Given records section start

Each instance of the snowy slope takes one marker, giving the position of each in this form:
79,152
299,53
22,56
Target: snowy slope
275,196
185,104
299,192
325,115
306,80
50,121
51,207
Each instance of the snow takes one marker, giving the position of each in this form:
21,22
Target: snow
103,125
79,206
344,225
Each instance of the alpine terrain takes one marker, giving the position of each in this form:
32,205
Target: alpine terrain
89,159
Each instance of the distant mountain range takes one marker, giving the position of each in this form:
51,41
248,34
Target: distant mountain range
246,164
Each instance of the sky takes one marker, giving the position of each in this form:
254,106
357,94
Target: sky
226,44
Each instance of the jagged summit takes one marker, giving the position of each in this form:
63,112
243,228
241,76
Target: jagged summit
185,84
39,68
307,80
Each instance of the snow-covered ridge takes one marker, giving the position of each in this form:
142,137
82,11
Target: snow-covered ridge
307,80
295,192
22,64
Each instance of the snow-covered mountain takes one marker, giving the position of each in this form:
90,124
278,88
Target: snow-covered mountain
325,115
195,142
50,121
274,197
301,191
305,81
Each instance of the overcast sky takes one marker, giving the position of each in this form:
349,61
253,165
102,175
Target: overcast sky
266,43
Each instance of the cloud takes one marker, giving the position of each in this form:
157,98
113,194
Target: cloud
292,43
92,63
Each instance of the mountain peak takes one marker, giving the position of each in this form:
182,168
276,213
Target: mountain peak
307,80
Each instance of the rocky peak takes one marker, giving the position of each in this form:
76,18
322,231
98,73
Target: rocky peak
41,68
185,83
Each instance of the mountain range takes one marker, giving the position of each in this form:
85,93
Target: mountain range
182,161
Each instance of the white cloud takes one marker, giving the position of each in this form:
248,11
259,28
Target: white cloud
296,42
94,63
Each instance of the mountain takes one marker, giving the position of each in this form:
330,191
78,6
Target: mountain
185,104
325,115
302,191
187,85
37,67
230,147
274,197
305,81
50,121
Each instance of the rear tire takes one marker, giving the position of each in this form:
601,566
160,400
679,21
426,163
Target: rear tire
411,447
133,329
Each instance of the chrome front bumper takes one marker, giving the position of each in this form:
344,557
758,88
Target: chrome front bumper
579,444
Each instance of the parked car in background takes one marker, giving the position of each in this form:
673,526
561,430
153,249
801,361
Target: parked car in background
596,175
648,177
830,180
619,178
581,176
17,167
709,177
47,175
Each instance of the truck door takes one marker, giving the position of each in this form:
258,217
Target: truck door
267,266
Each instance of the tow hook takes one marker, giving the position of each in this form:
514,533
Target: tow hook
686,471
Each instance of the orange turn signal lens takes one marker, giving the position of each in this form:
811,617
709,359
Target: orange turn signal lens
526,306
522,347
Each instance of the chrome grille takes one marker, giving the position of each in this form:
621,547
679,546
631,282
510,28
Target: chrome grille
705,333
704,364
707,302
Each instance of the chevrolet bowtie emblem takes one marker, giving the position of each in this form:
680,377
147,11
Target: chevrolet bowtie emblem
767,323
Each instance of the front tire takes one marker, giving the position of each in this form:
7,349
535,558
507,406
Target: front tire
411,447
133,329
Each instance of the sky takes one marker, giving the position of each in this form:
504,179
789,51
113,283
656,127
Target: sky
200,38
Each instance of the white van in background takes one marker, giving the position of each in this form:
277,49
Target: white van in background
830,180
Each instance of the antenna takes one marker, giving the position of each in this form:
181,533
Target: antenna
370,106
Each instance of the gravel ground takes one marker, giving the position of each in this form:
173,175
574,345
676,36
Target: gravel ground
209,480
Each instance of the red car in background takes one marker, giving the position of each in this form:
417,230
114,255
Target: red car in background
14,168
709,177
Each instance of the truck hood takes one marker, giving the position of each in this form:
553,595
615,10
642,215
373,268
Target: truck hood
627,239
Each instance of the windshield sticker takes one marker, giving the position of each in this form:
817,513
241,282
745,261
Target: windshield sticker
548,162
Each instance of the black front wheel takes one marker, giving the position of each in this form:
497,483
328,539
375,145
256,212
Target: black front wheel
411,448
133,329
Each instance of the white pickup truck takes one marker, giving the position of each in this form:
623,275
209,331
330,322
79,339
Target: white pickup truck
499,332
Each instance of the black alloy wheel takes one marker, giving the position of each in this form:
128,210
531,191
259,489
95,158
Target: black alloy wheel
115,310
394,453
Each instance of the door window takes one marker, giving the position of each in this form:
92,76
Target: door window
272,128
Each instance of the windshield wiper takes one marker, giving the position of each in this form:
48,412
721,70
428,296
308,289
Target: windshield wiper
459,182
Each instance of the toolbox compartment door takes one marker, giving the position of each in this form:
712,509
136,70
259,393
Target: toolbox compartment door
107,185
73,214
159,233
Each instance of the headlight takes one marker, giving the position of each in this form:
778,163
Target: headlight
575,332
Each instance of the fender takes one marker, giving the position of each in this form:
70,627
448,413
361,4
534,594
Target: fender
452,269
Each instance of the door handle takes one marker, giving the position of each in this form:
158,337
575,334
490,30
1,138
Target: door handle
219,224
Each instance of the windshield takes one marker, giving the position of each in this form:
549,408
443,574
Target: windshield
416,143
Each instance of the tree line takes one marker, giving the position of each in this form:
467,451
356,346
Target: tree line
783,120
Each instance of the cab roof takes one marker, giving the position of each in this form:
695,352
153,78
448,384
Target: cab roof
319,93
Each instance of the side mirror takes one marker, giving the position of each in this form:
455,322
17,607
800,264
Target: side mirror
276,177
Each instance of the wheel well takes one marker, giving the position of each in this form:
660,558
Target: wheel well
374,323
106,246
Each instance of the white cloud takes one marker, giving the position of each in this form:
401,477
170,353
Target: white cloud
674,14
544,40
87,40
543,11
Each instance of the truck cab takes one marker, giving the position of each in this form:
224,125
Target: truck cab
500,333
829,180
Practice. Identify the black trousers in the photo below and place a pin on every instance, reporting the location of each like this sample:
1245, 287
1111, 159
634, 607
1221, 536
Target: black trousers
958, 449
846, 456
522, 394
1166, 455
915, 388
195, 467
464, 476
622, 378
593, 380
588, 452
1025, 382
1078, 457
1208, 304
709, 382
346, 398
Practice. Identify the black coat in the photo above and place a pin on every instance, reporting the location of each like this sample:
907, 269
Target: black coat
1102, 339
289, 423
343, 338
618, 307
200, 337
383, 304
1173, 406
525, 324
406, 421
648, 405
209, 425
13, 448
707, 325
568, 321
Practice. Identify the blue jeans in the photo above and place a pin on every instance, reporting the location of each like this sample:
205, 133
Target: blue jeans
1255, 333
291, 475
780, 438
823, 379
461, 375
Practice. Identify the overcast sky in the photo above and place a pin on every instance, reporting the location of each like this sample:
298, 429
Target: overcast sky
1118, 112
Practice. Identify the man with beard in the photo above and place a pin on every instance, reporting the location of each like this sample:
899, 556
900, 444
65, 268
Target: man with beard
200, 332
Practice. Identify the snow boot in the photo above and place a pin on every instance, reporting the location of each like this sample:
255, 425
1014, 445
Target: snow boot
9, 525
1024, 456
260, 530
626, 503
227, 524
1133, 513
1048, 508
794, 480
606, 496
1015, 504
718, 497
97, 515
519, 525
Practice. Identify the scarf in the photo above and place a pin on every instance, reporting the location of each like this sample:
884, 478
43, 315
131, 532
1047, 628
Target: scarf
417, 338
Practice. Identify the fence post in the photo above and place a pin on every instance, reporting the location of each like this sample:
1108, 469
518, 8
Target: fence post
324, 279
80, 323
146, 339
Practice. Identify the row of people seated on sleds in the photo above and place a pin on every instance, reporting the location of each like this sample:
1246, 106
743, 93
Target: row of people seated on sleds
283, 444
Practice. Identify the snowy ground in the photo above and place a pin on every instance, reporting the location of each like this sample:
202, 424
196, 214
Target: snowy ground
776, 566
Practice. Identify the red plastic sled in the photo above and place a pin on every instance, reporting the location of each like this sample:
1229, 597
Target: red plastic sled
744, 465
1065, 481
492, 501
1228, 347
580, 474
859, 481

Given records section end

- Try it -
Above are entries; state the number of lines among them that contain "reporting", and nothing else.

- Exercise answer -
11